-- What to do --
Each line in the records below, from the one that contains "of the door" to the one that contains "the white wall.", should be reproduced exactly, the first and last included.

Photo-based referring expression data

========================

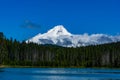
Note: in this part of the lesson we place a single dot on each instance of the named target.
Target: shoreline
(8, 66)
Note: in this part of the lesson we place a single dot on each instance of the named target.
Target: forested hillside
(15, 53)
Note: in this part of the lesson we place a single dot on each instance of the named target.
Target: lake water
(59, 74)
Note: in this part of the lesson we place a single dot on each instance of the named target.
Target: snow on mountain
(60, 36)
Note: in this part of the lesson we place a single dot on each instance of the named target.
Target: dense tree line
(15, 53)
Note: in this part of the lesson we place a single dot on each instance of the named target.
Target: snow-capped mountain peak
(58, 31)
(60, 36)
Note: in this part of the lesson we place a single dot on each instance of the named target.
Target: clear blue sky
(78, 16)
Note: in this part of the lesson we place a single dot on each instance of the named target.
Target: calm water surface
(59, 74)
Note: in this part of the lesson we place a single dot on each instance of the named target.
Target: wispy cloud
(29, 24)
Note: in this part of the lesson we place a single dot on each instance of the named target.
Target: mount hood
(60, 36)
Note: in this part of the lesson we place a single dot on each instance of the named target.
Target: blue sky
(78, 16)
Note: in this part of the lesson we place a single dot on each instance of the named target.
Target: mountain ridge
(61, 37)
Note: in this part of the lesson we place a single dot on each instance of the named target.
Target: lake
(59, 74)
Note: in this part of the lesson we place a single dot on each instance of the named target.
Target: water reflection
(59, 74)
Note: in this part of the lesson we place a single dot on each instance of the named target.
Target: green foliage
(14, 53)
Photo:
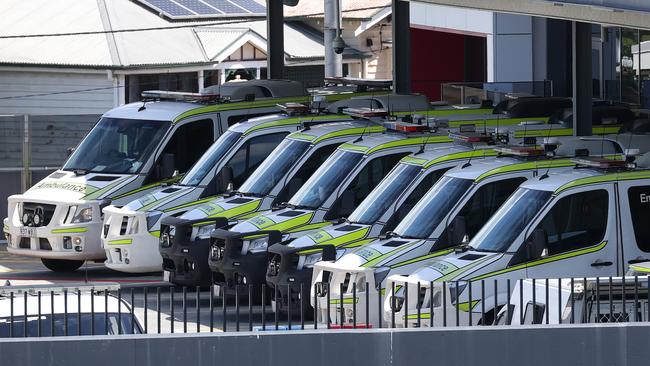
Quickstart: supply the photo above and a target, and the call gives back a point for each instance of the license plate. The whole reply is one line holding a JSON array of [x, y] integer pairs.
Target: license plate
[[29, 232]]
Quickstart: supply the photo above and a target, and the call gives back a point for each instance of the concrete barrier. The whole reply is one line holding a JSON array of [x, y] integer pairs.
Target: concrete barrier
[[593, 345]]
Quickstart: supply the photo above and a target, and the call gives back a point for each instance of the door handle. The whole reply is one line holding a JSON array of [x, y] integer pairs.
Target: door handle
[[635, 261], [600, 263]]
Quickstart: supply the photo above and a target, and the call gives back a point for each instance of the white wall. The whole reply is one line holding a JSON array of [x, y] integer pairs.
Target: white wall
[[20, 82]]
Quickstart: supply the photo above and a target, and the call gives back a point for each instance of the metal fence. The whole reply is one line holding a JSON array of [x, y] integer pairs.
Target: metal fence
[[89, 309]]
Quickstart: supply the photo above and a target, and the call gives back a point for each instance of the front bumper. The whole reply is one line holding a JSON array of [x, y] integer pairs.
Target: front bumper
[[58, 238], [342, 293], [283, 274], [232, 264], [128, 245], [185, 258]]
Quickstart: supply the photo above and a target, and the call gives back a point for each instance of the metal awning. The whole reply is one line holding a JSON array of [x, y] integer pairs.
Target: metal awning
[[624, 13]]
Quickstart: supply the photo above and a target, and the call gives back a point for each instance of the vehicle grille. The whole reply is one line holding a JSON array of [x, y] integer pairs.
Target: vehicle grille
[[30, 210]]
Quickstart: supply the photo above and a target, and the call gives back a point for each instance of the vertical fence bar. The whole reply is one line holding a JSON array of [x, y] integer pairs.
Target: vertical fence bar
[[431, 304], [224, 323], [469, 303], [623, 297], [368, 306], [132, 312], [25, 315], [184, 309], [158, 298], [444, 303], [406, 304], [250, 308], [483, 322], [417, 304], [105, 312], [288, 305], [11, 313], [546, 299], [354, 304], [237, 308], [39, 315], [198, 309], [611, 301], [584, 302], [636, 298], [263, 306], [302, 307], [211, 308], [315, 307], [457, 307], [573, 312], [534, 303], [521, 301], [78, 311], [329, 319], [277, 306], [508, 312], [171, 307], [341, 310], [146, 310], [393, 304], [65, 312]]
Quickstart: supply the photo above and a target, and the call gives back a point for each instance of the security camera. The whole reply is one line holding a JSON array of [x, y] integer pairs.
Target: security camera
[[338, 44]]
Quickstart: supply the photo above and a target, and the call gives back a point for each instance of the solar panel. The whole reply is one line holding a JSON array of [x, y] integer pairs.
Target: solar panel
[[184, 9]]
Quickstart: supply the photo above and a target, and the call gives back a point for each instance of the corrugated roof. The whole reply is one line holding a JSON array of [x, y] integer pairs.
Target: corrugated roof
[[352, 9], [201, 43]]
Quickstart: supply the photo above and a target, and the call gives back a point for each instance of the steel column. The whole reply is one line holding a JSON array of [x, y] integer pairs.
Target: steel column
[[582, 79], [401, 47], [275, 39]]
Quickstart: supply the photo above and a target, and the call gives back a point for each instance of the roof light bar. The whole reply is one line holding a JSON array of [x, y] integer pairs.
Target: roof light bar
[[179, 96], [600, 163], [366, 112], [521, 150], [471, 137], [293, 108]]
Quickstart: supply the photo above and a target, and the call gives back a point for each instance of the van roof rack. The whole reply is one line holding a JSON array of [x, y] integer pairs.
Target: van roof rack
[[149, 95]]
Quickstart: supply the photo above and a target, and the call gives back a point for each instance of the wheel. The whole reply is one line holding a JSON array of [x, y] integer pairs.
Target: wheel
[[61, 265]]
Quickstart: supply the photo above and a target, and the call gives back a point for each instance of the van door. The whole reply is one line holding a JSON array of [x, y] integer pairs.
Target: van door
[[634, 198], [580, 232]]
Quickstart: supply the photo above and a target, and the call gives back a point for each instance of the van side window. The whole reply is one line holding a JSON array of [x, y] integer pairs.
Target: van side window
[[480, 207], [251, 154], [187, 145], [576, 221], [412, 199], [313, 162], [362, 184], [639, 198]]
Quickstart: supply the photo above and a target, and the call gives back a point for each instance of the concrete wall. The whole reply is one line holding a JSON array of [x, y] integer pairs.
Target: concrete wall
[[592, 345], [55, 92]]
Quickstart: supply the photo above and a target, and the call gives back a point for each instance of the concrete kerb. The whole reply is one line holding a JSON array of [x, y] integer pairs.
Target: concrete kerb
[[603, 344]]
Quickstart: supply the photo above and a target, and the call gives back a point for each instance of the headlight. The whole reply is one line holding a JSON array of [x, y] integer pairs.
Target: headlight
[[203, 232], [82, 214], [152, 219], [311, 259], [258, 245], [456, 290]]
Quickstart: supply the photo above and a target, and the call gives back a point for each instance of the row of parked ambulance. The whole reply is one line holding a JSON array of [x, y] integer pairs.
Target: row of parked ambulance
[[349, 196]]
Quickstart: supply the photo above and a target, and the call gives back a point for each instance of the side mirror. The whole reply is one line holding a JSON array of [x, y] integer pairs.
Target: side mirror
[[224, 179], [457, 230], [346, 203], [166, 168], [536, 244]]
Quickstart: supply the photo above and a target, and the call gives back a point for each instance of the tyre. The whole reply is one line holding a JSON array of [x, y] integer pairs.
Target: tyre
[[61, 265]]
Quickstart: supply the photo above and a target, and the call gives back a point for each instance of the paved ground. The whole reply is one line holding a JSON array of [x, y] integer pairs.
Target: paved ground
[[184, 315]]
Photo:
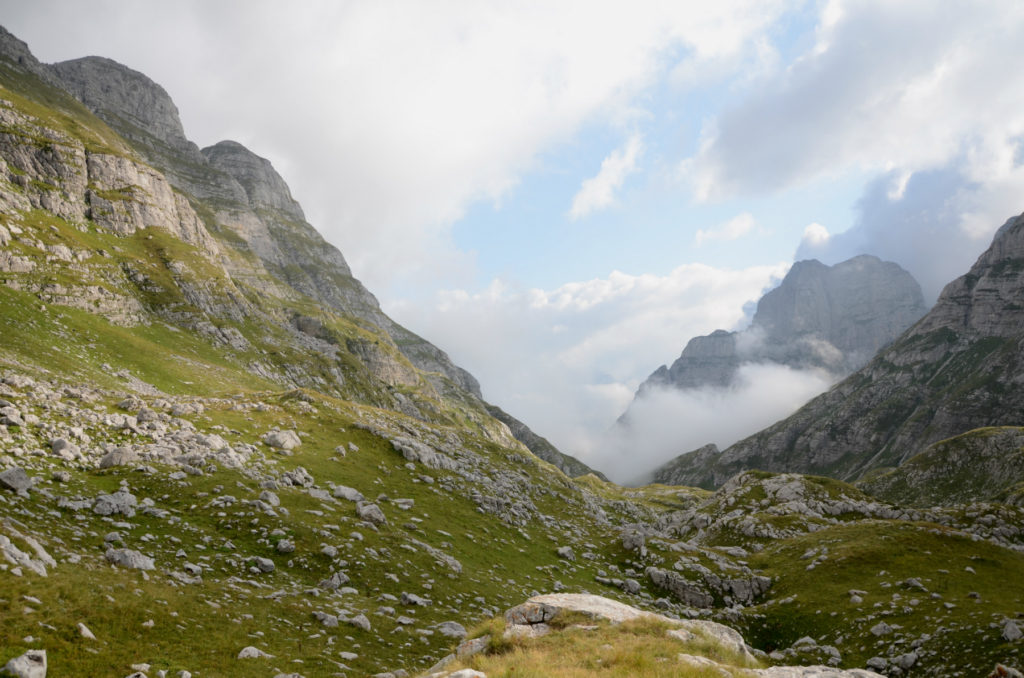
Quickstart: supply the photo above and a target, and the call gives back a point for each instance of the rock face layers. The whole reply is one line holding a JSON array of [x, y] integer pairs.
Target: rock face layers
[[126, 166], [961, 368]]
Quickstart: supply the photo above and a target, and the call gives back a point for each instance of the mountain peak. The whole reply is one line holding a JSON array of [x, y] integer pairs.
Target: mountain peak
[[125, 98], [263, 185]]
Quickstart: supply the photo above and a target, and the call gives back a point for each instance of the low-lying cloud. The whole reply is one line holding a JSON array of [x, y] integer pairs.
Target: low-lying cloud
[[933, 223], [568, 361], [668, 422]]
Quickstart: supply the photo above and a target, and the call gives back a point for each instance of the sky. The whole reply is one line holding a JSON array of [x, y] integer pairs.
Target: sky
[[561, 194]]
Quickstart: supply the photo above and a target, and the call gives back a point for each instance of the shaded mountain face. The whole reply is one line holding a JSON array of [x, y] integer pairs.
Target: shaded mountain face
[[827, 318], [823, 321], [138, 169], [958, 369]]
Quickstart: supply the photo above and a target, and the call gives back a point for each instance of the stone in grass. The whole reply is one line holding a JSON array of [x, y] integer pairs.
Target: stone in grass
[[119, 457], [285, 440], [371, 513], [452, 629], [360, 621], [251, 652], [334, 582], [264, 564], [129, 558], [352, 495], [30, 665], [15, 479]]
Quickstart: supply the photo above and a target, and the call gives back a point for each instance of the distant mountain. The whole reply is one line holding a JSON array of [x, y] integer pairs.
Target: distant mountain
[[829, 318], [960, 368], [983, 465]]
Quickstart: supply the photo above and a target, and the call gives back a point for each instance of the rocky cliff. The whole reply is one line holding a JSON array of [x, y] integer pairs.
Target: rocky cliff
[[216, 458], [135, 168], [828, 318], [961, 368]]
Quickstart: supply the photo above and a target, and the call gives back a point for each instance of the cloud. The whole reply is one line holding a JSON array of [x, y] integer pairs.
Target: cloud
[[936, 227], [390, 119], [599, 192], [734, 228], [815, 236], [886, 87], [567, 361], [669, 422]]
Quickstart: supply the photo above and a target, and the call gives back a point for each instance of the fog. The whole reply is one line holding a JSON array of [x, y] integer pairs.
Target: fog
[[668, 422]]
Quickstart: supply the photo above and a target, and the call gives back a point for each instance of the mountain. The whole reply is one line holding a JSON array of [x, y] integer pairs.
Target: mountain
[[219, 457], [827, 318], [958, 369]]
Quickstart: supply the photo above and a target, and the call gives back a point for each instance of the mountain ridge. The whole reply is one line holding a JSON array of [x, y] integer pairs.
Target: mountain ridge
[[960, 368]]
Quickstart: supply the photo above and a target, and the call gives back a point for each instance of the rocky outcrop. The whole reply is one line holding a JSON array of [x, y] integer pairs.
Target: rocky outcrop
[[979, 466], [829, 318], [568, 465], [961, 368]]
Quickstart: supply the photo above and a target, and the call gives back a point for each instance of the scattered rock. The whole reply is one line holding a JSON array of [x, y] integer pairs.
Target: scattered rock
[[129, 558], [15, 479], [286, 440], [251, 652], [30, 665]]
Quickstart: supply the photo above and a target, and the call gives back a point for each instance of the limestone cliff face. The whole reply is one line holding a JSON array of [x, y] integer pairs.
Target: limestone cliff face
[[249, 200], [130, 167], [828, 318], [961, 368]]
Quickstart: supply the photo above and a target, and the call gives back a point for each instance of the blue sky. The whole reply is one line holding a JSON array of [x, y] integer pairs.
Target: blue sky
[[561, 194]]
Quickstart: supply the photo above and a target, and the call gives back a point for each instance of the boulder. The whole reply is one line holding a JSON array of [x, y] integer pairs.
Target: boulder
[[286, 440], [129, 558], [30, 665], [15, 479]]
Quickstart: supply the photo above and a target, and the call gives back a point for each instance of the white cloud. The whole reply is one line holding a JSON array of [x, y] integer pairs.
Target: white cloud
[[598, 192], [887, 87], [389, 119], [815, 235], [734, 228], [567, 361], [667, 423]]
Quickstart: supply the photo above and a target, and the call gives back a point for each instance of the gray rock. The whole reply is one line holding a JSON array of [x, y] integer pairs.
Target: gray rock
[[119, 457], [15, 479], [122, 502], [341, 492], [878, 663], [286, 440], [30, 665], [129, 558], [251, 652], [452, 629], [264, 564], [371, 513], [881, 629], [413, 599], [360, 621], [905, 662], [334, 582]]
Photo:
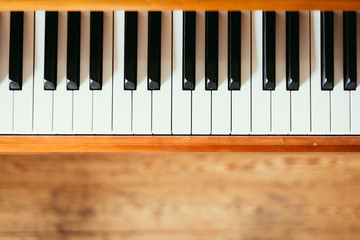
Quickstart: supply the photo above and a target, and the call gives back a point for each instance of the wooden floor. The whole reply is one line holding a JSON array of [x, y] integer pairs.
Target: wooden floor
[[180, 196]]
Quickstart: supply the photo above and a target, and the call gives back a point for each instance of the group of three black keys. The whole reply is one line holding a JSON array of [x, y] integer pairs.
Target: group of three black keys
[[189, 61]]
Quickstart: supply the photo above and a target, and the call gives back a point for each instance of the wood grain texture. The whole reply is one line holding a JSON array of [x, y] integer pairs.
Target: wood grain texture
[[185, 196], [18, 144], [86, 5]]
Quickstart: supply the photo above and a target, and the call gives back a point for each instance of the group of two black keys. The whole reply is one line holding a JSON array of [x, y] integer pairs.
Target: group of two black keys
[[327, 50], [189, 61]]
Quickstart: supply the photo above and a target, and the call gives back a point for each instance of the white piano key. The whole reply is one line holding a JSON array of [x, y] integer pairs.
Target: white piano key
[[161, 99], [122, 100], [300, 100], [221, 99], [43, 99], [340, 99], [181, 100], [142, 96], [241, 100], [320, 100], [63, 99], [355, 95], [6, 96], [280, 96], [83, 98], [23, 100], [261, 100], [201, 98], [102, 99]]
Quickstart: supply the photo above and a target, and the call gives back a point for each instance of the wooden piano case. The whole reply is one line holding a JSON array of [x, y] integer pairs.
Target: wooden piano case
[[137, 188]]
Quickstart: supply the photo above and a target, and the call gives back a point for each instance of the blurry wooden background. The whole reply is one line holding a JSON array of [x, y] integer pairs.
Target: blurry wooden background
[[180, 196]]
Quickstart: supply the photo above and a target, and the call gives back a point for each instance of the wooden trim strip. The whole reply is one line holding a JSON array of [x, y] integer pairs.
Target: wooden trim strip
[[87, 5], [28, 144]]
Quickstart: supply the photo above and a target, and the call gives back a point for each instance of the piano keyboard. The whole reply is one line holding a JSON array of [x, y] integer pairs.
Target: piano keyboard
[[181, 73]]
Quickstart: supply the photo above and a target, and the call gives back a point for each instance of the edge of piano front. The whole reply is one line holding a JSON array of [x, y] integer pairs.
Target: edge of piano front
[[101, 144], [142, 5]]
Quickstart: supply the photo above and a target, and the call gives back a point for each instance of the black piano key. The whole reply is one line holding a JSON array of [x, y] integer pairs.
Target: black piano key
[[154, 50], [234, 50], [96, 50], [51, 37], [349, 42], [189, 41], [16, 50], [327, 50], [292, 50], [130, 64], [268, 50], [73, 51], [211, 50]]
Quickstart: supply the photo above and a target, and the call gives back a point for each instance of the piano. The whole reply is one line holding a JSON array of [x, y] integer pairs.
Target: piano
[[282, 74]]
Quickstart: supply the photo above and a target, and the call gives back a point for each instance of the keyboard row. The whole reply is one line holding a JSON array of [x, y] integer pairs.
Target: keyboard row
[[179, 73]]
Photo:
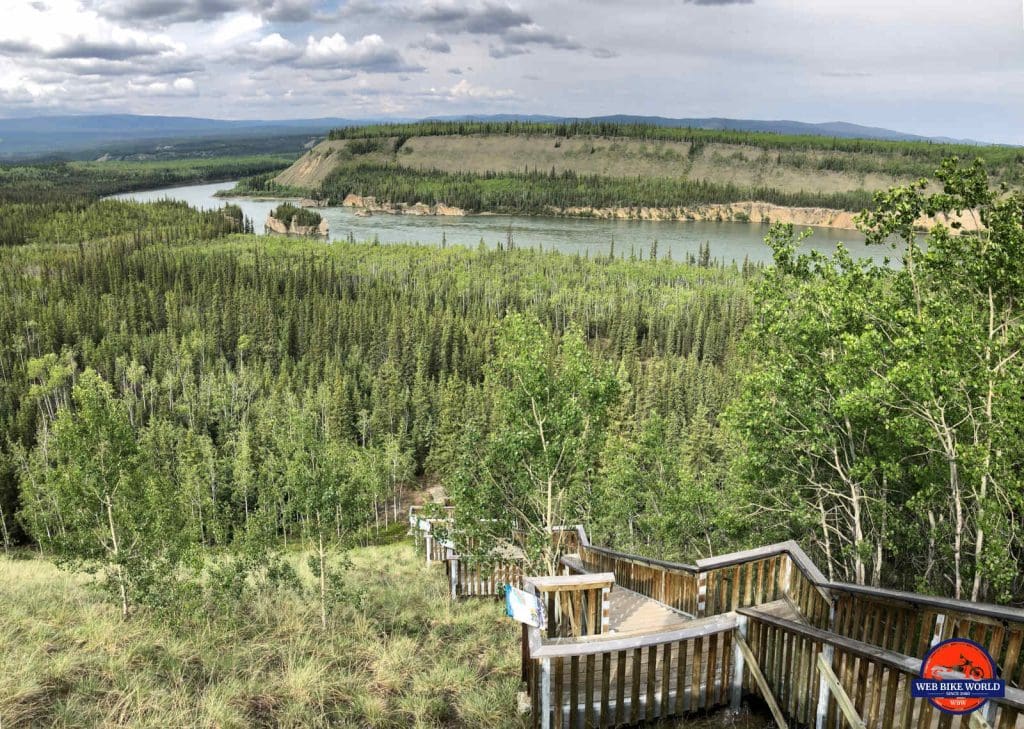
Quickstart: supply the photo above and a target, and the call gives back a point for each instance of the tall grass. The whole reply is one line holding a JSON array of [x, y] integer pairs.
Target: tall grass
[[398, 653]]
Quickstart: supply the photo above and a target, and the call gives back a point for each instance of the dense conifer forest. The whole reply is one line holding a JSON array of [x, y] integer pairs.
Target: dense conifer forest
[[31, 196], [181, 398]]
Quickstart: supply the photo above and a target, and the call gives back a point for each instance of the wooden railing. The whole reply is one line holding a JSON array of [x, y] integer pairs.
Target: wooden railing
[[577, 605], [907, 624], [719, 585], [873, 683], [822, 654], [608, 682], [469, 577]]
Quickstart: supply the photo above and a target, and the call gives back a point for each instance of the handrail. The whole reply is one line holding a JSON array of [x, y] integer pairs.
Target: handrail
[[1014, 697], [593, 645], [998, 612], [790, 547]]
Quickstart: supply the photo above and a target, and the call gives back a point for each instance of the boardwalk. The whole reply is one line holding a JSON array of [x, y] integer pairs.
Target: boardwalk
[[635, 639]]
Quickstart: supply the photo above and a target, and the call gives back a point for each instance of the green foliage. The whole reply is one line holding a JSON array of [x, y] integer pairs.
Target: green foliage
[[32, 197], [550, 409], [914, 159], [883, 418], [93, 497], [542, 193]]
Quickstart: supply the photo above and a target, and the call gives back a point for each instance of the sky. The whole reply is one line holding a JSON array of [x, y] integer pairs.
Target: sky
[[952, 68]]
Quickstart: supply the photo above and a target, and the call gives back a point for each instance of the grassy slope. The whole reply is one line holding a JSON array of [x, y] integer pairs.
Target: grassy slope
[[725, 164], [406, 657], [790, 165]]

========================

-- The completed task --
Quickstart: supply the photo above and a target, and the call gives back a point for each instance of the door handle. The whole reply is one line holding a JSON array of [x, y] integer pairs.
Target: door handle
[[635, 261], [600, 263]]
Quickstart: supply the photo above and a target, and the call gives back a point for each instance of the white wall. The whole reply is one line holding a JSON array of [x, y] integer pairs.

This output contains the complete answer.